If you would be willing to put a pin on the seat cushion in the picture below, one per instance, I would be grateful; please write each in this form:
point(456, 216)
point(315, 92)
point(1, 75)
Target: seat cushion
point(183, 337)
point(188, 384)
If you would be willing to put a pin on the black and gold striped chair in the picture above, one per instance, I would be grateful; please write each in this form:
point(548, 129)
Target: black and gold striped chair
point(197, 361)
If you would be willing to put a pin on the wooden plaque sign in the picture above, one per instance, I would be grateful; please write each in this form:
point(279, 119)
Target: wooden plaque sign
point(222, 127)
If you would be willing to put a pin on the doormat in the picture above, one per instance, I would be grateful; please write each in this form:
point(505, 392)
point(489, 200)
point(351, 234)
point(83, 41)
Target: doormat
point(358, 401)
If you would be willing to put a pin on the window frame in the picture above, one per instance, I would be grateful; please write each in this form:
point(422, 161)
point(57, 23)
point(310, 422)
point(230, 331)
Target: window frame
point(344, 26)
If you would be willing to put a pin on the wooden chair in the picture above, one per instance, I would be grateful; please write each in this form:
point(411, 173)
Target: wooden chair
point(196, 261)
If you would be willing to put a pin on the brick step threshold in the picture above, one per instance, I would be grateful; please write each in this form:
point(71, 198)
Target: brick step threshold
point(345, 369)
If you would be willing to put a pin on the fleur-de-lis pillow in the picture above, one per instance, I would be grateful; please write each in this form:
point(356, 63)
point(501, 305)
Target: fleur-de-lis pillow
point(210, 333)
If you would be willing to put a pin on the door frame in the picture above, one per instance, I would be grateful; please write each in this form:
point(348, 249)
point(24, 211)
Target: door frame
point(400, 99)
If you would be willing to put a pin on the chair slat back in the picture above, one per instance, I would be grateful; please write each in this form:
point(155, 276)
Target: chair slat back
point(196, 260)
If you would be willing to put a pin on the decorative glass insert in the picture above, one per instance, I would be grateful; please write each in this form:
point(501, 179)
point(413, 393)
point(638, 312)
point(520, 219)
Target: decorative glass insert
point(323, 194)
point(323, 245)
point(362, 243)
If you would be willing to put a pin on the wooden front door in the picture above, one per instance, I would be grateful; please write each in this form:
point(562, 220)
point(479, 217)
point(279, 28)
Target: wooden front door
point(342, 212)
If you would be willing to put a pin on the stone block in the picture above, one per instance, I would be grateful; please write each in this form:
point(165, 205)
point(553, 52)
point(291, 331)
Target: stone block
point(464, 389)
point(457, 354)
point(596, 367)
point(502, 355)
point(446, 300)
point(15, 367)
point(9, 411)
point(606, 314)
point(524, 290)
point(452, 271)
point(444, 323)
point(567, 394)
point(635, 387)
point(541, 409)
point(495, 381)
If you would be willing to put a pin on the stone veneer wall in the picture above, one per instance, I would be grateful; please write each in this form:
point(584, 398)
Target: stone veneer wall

Aim of the task -> Copy out all of the entries above word for word, changing nothing.

Final result ->
If you would be willing to put a pin on the seat cushion in the picture below, one per instance, I would be grateful; please write each in this form:
point(456, 216)
point(315, 92)
point(1, 75)
Target: seat cushion
point(183, 337)
point(188, 384)
If you would be willing to put a pin on the black and gold striped chair in the picture above, one per instance, I would be grateful; please write each in this form:
point(548, 129)
Target: black and gold striped chair
point(197, 361)
If you would be willing to put a pin on the wooden plaque sign in the picture above, one per instance, I would be grateful; please write each in this form:
point(279, 119)
Target: wooden plaque sign
point(222, 127)
If you would be willing to put a pin on the doormat in the picture above, one per instance, I would be grateful; please write each in this form:
point(505, 392)
point(489, 200)
point(351, 234)
point(83, 41)
Target: doormat
point(358, 401)
If you would be willing to put a pin on the window frame in the picture above, one per instance, I would be grateful; please write each in this form:
point(422, 161)
point(57, 23)
point(310, 422)
point(230, 331)
Target: window frame
point(344, 26)
If you would be willing to put a pin on the wooden chair in the picture above, one per instance, I would be grateful; please write each in this form:
point(411, 173)
Target: wooden chair
point(196, 261)
If you would be willing to put a pin on the brick step threshold in the picture above, one per instance, I would be grateful; please write each in this form:
point(71, 198)
Target: brick step threshold
point(345, 369)
If you would be willing to put a pin on the fleur-de-lis pillow in the picture above, one per instance, I would be grateful; please write each in this form:
point(356, 63)
point(501, 305)
Target: fleur-de-lis pillow
point(210, 333)
If you would be willing to put a pin on the door frame in the picture above, one per instance, I would be grateful; please write each in this form:
point(348, 249)
point(24, 211)
Target: door frame
point(400, 99)
If you would be willing to put a pin on the chair slat back in the picture above, one per instance, I would be grateful; please write each in this form:
point(155, 276)
Target: chair slat back
point(196, 260)
If you would be willing to put a pin on the decorative glass insert in the picture above, one per instance, I would be grateful; please write each in this form:
point(501, 179)
point(413, 393)
point(638, 312)
point(520, 219)
Target: decorative glass insert
point(323, 194)
point(323, 245)
point(362, 243)
If you would be willing to put a pin on the wooden front door in the picture above, one per instance, I would be grateful; please write each in this form:
point(562, 220)
point(479, 217)
point(279, 28)
Target: wooden front door
point(342, 212)
If you would be willing to put a pin on the stone block in the picture above, one per instance, I would be grateful; please write each in this form:
point(165, 205)
point(553, 52)
point(291, 331)
Target: stone block
point(464, 389)
point(457, 354)
point(596, 367)
point(502, 355)
point(446, 300)
point(15, 367)
point(9, 411)
point(606, 314)
point(524, 290)
point(452, 271)
point(444, 323)
point(567, 394)
point(635, 387)
point(541, 409)
point(495, 381)
If you would be willing to put a pin on the stone veneer wall in the picture above, one per instance, I would be grateful; please write each in this form:
point(584, 398)
Target: stone veneer wall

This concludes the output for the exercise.